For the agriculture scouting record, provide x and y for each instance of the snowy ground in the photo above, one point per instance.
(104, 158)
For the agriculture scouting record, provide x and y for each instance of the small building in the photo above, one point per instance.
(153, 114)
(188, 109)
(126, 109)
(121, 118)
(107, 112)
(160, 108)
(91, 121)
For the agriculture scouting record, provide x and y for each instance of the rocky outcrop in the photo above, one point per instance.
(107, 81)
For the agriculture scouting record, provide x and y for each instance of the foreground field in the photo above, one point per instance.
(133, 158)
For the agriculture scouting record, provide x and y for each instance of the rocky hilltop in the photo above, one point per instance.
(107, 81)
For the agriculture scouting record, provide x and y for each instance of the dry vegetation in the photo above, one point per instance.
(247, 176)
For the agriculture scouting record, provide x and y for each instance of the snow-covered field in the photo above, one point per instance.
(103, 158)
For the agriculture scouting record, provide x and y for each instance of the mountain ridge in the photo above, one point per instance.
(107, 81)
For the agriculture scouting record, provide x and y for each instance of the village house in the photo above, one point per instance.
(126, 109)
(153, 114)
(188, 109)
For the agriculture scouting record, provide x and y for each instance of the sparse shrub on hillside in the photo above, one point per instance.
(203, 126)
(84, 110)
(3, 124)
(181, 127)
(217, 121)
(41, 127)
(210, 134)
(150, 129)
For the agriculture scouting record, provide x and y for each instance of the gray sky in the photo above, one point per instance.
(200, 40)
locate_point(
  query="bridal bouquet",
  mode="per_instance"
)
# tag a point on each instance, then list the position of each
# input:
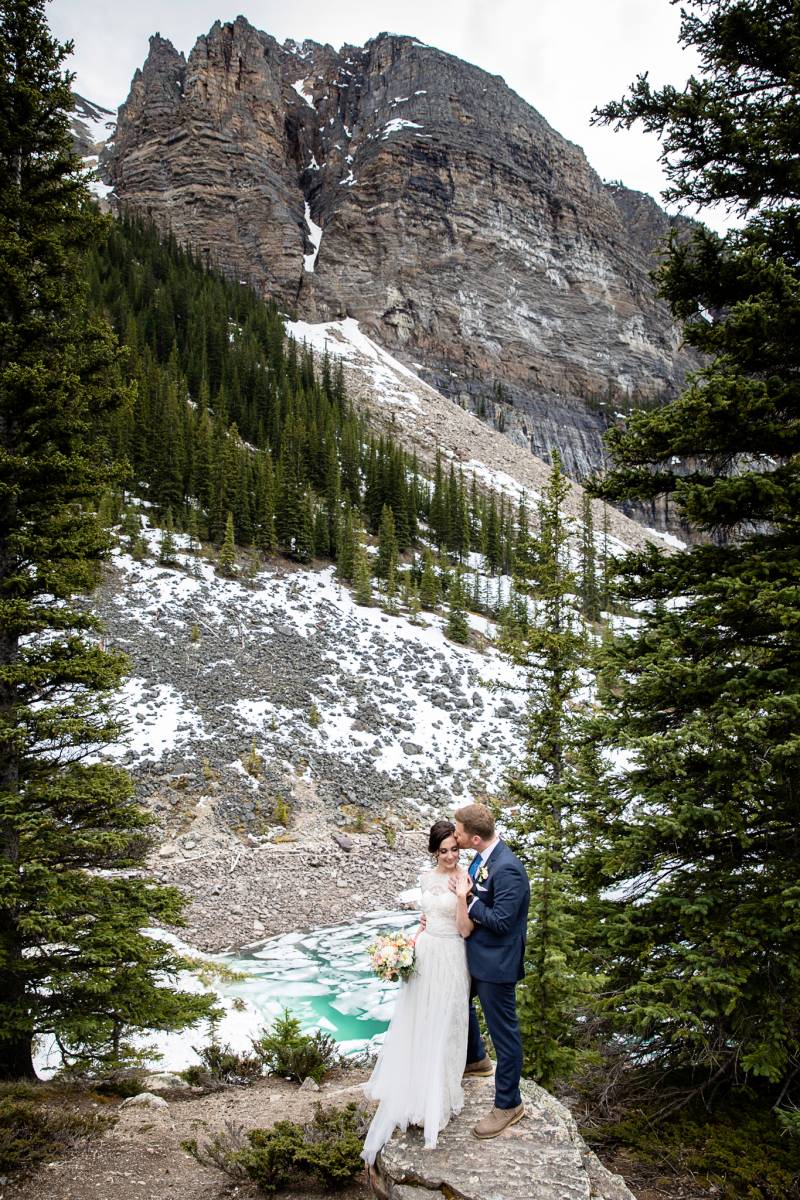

▬▬▬▬▬▬

- [Instruksi tugas]:
Baris mana saja dari catatan di atas yang memuat kata "rocky"? Saring catatan itu dan salin setiap baris tersebut dengan membedakan huruf besar dan kecil.

- [Hasil tugas]:
For the agriculture scouting record, provide x and y for each instance of the rocky outcrop in the photo above, one point per instance.
For the agriculture scouting record, provide x and y for each instance of the rocky hilltop in the photo above, one point per instance.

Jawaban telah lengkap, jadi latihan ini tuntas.